Quoted text >>

○ ○ ○ ○

A Multi-Agent Reinforcement Learning Approach For Safe and Efficient Behavior Planning Of Connected Autonomous Vehicles

Submitted to IEEE Transactions on Intelligent Transportation Systems

1Department of Computer Science and Engineering, University of Connecticut
2Department of Electrical and Computer Engineering, University of Connecticut
3Department of Electrical and Computer Engineering, University of Florida


We design a safe actor-critic multi-agent reinforcement learning (MARL) algorithm to learn a policy to select actions. We use two new techniques in our algorithm: truncated Q-function and safe action mapping. We also introduce a CBF-QP controller to generate control inputs for steering angle and acceleration with provable safety guarantees.


The recent advancements in wireless technology enable connected autonomous vehicles (CAVs) to gather information about their environment by vehicle-to-vehicle (V2V) communication. In this work, we design an information-sharing-based multi-agent reinforcement learning (MARL) framework for CAVs, to take advantage of the extra information when making decisions to improve traffic efficiency and safety. The safe actor-critic algorithm we propose has two new techniques: the truncated Q-function and safe action mapping. The truncated Q-function utilizes the shared information from neighboring CAVs such that the joint state and action spaces of the Q-function do not grow in our algorithm for a large-scale CAV system. We prove the bound of the approximation error between the truncated-Q and global Q-functions. The safe action mapping provides a provable safety guarantee for both the training and execution based on control barrier functions. Using the CARLA simulator for experiments, we show that our approach can improve the CAV system's efficiency in terms of average velocity and comfort under different CAV ratios and different traffic densities. We also show that our approach avoids the execution of unsafe actions and always maintains a safe distance from other vehicles. We construct an obstacle-at-corner scenario to show that the shared vision can help CAVs to observe obstacles earlier and take action to avoid traffic jams.


  • We propose a novel safe and efficient actor-critic algorithm for behavior planning of CAVs based on two new techniques: 1) Truncated Q-function: Each vehicle learns a truncated Q-function as a critic that only needs the states and actions from neighboring vehicles. The joint state and action spaces of the truncated Q-function do not grow in a large-scale CAV system. 2) Safe action mapping: We map any action in the action space to the safe action set so that the training and execution have provable safety guarantees.

○ ○ ○ ○

Tasks for this exercise >>
**a)** Reproduce the passage on safe behavior planning for connected autonomous vehicles from "Submitted to IEEE" to "with provable safety guarantees.".
**b)** According to the passage on safe behavior planning for connected autonomous vehicles, which simulator was used for the experiments?

○ ○ ○ ○

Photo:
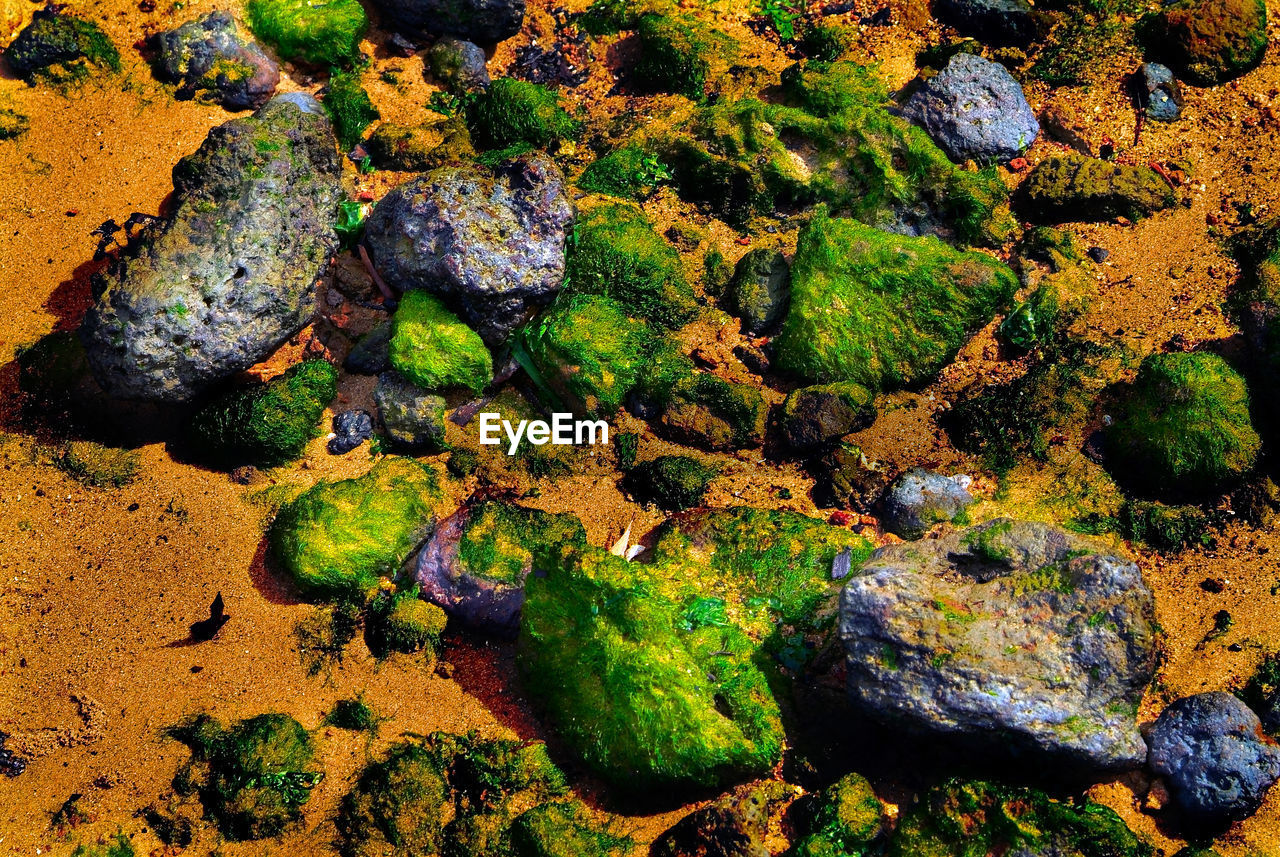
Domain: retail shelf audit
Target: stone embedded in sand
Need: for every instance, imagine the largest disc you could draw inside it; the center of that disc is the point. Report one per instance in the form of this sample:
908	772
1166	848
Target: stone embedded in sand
1011	637
224	280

○ ○ ○ ○

Task-by-task outputs >>
**a)**
Submitted to IEEE Transactions on Intelligent Transportation Systems

1Department of Computer Science and Engineering, University of Connecticut
2Department of Electrical and Computer Engineering, University of Connecticut
3Department of Electrical and Computer Engineering, University of Florida


We design a safe actor-critic multi-agent reinforcement learning (MARL) algorithm to learn a policy to select actions. We use two new techniques in our algorithm: truncated Q-function and safe action mapping. We also introduce a CBF-QP controller to generate control inputs for steering angle and acceleration with provable safety guarantees.

**b)** The CARLA simulator.